§ TO BE DONE:
Reproduce the data from the line containing "# give the mask of every instance of the white sauce" through the end, substituting "hazy" for each occurrence of "blurred" and leaving everything else unchanged. Omit the pictures from your reproduction.

§ RECORDS SUPPLIED:
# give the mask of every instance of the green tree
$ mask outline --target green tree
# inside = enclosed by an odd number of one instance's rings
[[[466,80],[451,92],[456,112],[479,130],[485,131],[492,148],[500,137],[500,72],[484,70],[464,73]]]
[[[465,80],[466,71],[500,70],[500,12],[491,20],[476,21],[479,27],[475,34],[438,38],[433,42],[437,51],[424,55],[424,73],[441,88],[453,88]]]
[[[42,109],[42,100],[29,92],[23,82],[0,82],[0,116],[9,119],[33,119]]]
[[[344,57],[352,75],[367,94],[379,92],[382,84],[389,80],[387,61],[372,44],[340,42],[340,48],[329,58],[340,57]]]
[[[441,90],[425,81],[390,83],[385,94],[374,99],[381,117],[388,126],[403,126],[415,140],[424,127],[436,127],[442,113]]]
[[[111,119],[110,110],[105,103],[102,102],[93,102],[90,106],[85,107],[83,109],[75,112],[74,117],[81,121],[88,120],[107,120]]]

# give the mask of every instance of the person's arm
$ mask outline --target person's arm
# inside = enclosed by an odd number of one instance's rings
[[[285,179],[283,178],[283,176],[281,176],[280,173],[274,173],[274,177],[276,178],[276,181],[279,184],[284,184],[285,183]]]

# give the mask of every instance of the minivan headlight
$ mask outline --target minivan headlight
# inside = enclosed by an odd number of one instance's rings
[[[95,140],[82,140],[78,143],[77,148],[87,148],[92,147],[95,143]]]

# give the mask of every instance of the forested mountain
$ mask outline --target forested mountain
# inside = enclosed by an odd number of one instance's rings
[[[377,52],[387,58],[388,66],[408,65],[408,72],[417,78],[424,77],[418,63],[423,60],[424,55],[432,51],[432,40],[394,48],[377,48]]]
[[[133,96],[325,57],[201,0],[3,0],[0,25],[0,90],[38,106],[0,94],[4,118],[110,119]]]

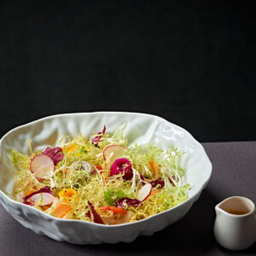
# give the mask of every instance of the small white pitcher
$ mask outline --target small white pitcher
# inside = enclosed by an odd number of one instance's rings
[[[243,250],[256,241],[256,211],[252,201],[241,196],[227,198],[215,207],[214,236],[230,250]]]

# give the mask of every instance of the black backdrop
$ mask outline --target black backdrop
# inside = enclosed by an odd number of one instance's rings
[[[248,3],[0,3],[1,137],[50,114],[112,110],[162,116],[201,142],[255,140]]]

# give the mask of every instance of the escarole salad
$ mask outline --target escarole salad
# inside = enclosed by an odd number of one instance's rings
[[[18,170],[13,198],[55,218],[101,224],[138,221],[188,199],[184,153],[154,143],[128,146],[123,133],[63,136],[59,147],[30,155],[11,149]]]

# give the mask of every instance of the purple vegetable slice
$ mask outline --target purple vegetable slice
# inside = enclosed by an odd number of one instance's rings
[[[104,224],[102,217],[101,217],[100,214],[96,211],[94,206],[91,204],[91,202],[90,202],[90,201],[88,201],[88,205],[89,205],[89,207],[90,207],[90,212],[91,212],[92,215],[93,215],[93,221],[94,221],[95,223],[97,223],[97,224]],[[88,217],[90,217],[91,215],[89,213],[87,216],[88,216]]]
[[[47,147],[43,152],[42,154],[48,155],[54,162],[55,166],[60,162],[63,157],[64,154],[62,153],[62,148],[60,147],[49,148]]]
[[[131,170],[131,164],[128,159],[119,158],[111,166],[110,176],[117,175],[119,173],[125,173],[125,175],[123,176],[123,178],[125,180],[132,178],[133,172]]]
[[[31,195],[23,197],[23,203],[28,206],[35,206],[38,201],[41,201],[40,206],[46,206],[53,202],[55,200],[53,191],[49,186],[46,186]]]
[[[121,208],[125,207],[125,204],[126,204],[128,207],[137,207],[141,205],[141,203],[142,202],[137,199],[131,199],[128,197],[120,198],[116,201],[117,206]]]
[[[165,187],[165,181],[162,178],[159,178],[156,180],[154,180],[153,182],[150,183],[153,188],[155,188],[157,185],[160,185],[161,188]]]
[[[152,185],[150,183],[147,183],[137,191],[137,199],[140,201],[145,201],[151,194],[151,191],[152,191]]]
[[[106,126],[104,125],[102,131],[102,132],[98,132],[98,134],[104,134],[105,131],[106,131]],[[99,141],[100,141],[100,139],[101,139],[102,137],[102,135],[95,137],[91,140],[91,143],[92,143],[93,144],[95,144],[96,146],[98,146],[98,143],[99,143]]]

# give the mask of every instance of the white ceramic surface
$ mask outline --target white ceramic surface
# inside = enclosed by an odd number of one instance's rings
[[[27,205],[11,200],[3,192],[12,193],[13,176],[9,148],[28,153],[28,139],[32,147],[44,149],[56,146],[62,133],[76,137],[79,133],[89,136],[102,130],[113,132],[127,122],[125,137],[130,144],[155,142],[166,148],[171,145],[186,151],[182,166],[188,169],[184,177],[191,190],[189,199],[166,212],[148,218],[114,226],[102,225],[79,220],[63,220],[53,218]],[[0,142],[0,201],[7,212],[25,227],[38,235],[45,235],[57,241],[77,244],[97,244],[131,241],[139,235],[151,236],[183,218],[206,188],[212,173],[212,164],[203,148],[184,129],[166,119],[144,113],[98,112],[68,113],[47,117],[20,126],[7,133]]]
[[[256,241],[256,211],[252,201],[242,196],[232,196],[218,204],[215,210],[214,236],[220,245],[238,251],[251,247]],[[245,214],[230,213],[234,211],[242,211]]]

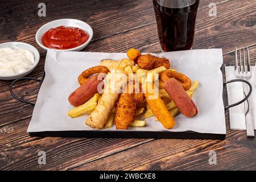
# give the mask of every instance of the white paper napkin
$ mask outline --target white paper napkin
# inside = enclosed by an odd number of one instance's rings
[[[165,129],[155,118],[146,119],[146,126],[130,127],[133,131],[194,131],[201,133],[226,134],[222,100],[223,64],[220,49],[197,49],[166,52],[159,55],[169,59],[172,68],[199,82],[193,100],[199,114],[188,118],[179,114],[175,126]],[[104,59],[120,60],[125,53],[48,51],[46,77],[38,95],[28,132],[44,131],[93,130],[85,125],[87,115],[71,118],[67,113],[73,108],[68,97],[79,84],[77,77],[85,69],[98,65]],[[116,131],[114,126],[102,130]]]
[[[237,79],[234,75],[234,67],[226,67],[226,80]],[[256,129],[256,88],[254,86],[255,67],[251,67],[251,77],[247,81],[253,86],[253,92],[250,97],[251,115]],[[243,98],[242,82],[232,82],[227,84],[228,102],[229,105],[237,102]],[[243,103],[229,109],[230,129],[246,130],[245,115]]]

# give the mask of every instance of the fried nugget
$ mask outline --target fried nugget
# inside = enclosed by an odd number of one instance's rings
[[[134,121],[136,104],[134,93],[122,93],[117,103],[115,125],[117,129],[127,130]]]
[[[137,63],[137,59],[141,55],[141,51],[138,49],[131,48],[127,51],[127,56],[130,59],[134,60],[135,63]]]
[[[162,66],[169,69],[171,65],[168,59],[158,57],[149,53],[140,56],[138,58],[138,65],[144,69],[152,69]]]

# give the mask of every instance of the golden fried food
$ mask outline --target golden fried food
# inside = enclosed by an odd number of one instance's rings
[[[110,59],[105,59],[102,60],[100,64],[102,66],[104,66],[109,71],[113,69],[119,69],[122,72],[125,72],[125,69],[127,67],[132,67],[135,65],[134,61],[129,59],[123,59],[120,61],[115,61]]]
[[[68,115],[71,118],[75,118],[84,113],[94,109],[96,106],[98,97],[98,93],[95,94],[94,96],[90,98],[86,102],[69,110],[68,113]]]
[[[191,118],[197,114],[197,107],[177,80],[174,78],[169,78],[164,82],[163,86],[168,94],[184,115]],[[192,91],[189,92],[193,93]]]
[[[90,68],[82,72],[80,74],[78,78],[78,81],[79,84],[82,85],[84,84],[88,80],[88,77],[96,73],[105,73],[107,74],[109,72],[109,69],[104,66],[96,66],[94,67]]]
[[[68,101],[72,105],[79,106],[98,93],[98,85],[102,81],[98,80],[96,76],[93,76],[87,80],[82,85],[69,94]]]
[[[140,56],[138,58],[138,65],[142,69],[148,70],[162,66],[169,69],[171,66],[168,59],[158,57],[149,53]]]
[[[146,121],[144,120],[135,120],[131,123],[131,126],[136,127],[142,127],[146,126]]]
[[[134,84],[134,101],[136,105],[143,103],[146,102],[146,98],[144,93],[142,93],[142,89],[141,85],[139,84],[139,88],[136,88],[137,85]],[[135,92],[138,91],[138,92]]]
[[[128,87],[126,93],[122,93],[117,103],[115,125],[117,129],[127,130],[134,121],[136,112],[136,104],[134,94],[129,93]]]
[[[176,78],[185,90],[191,86],[191,80],[184,74],[171,70],[166,70],[160,73],[160,78],[164,82],[170,78]]]
[[[134,60],[135,63],[137,63],[138,57],[141,55],[141,51],[135,49],[130,49],[127,51],[127,56],[130,59]]]
[[[85,123],[88,126],[92,128],[98,129],[103,128],[106,123],[109,114],[118,98],[118,93],[119,92],[118,89],[121,89],[121,88],[117,87],[114,88],[116,92],[112,92],[113,88],[111,87],[112,84],[110,84],[111,78],[114,79],[115,85],[122,85],[127,81],[127,80],[124,80],[121,78],[118,79],[118,76],[116,73],[118,73],[118,72],[120,73],[121,71],[119,70],[115,70],[115,72],[112,73],[112,74],[114,75],[113,77],[110,77],[110,78],[109,79],[107,77],[107,84],[104,89],[104,92],[101,96],[101,98],[95,107],[95,109],[90,113],[85,122]],[[115,77],[115,75],[117,75],[117,77]]]
[[[143,89],[144,88],[143,87]],[[155,99],[150,97],[150,95],[154,94],[154,93],[148,93],[147,89],[146,92],[146,100],[148,106],[163,126],[167,129],[170,129],[175,125],[175,121],[166,108],[164,101],[159,96]]]

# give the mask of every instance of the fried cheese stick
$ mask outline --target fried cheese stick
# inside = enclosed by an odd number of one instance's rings
[[[123,72],[125,72],[125,68],[127,67],[132,67],[134,64],[134,61],[129,59],[122,59],[120,61],[106,59],[102,60],[100,64],[100,65],[108,68],[109,70],[118,69]]]
[[[127,82],[127,78],[122,79],[118,77],[118,75],[117,75],[122,73],[121,71],[112,70],[112,72],[110,74],[110,75],[112,74],[112,76],[107,76],[107,84],[101,100],[85,121],[85,124],[92,128],[101,129],[104,127],[109,114],[118,98],[119,90],[122,89],[118,88],[119,86]],[[114,90],[113,88],[113,85],[110,84],[112,79],[115,79],[114,86],[116,88],[114,88]]]
[[[127,130],[135,119],[136,103],[134,93],[129,93],[128,87],[126,88],[126,93],[122,93],[120,94],[117,103],[117,114],[115,118],[117,129]]]
[[[145,84],[152,84],[152,83],[148,82]],[[159,94],[156,98],[152,99],[150,98],[150,96],[152,94],[155,94],[155,93],[149,93],[147,91],[147,88],[146,88],[145,86],[143,88],[144,90],[146,89],[146,92],[144,91],[145,92],[146,100],[153,114],[166,129],[170,129],[172,128],[175,125],[175,121],[166,108],[164,101],[159,97]]]

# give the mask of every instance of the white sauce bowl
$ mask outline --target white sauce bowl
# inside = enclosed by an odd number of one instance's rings
[[[60,26],[65,27],[77,27],[85,31],[89,35],[88,40],[82,45],[67,49],[57,49],[48,48],[44,46],[42,42],[43,35],[50,28],[55,28]],[[47,23],[42,26],[36,32],[35,39],[38,45],[44,49],[51,50],[55,51],[79,51],[88,45],[93,36],[93,32],[92,27],[86,23],[76,19],[60,19]]]
[[[0,44],[0,48],[6,47],[13,48],[16,49],[23,49],[30,51],[34,55],[35,61],[32,67],[27,69],[26,71],[11,76],[0,76],[0,80],[15,80],[25,76],[27,75],[30,73],[35,69],[35,68],[36,67],[38,63],[39,62],[40,59],[39,52],[35,47],[30,44],[20,42],[9,42]]]

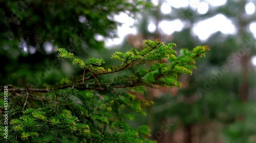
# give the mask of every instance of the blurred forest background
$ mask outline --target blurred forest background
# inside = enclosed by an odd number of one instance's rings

§ EXERCISE SOLUTION:
# give the mask of every instance of the white sauce bowl
$ mask outline --target white sauce bowl
# inside = enclosed by an odd number of one instance's rings
[[[60,26],[65,27],[77,27],[85,31],[89,35],[88,40],[82,45],[67,49],[57,49],[48,48],[44,46],[42,42],[43,35],[50,28],[55,28]],[[47,23],[42,26],[36,32],[35,39],[38,45],[44,49],[51,50],[55,51],[79,51],[88,45],[93,36],[93,32],[92,27],[86,23],[76,19],[60,19]]]
[[[0,44],[0,48],[6,47],[13,48],[16,49],[23,49],[30,51],[34,55],[35,61],[32,67],[27,69],[26,71],[11,76],[0,76],[0,80],[15,80],[25,76],[27,75],[30,73],[35,69],[35,68],[36,67],[38,63],[39,62],[40,59],[39,52],[35,47],[30,44],[20,42],[9,42]]]

# give the mask of every instance of the hazy forest background
$ mask outline --target hazy forest background
# inside = enclosed by an odd number of one instance's rings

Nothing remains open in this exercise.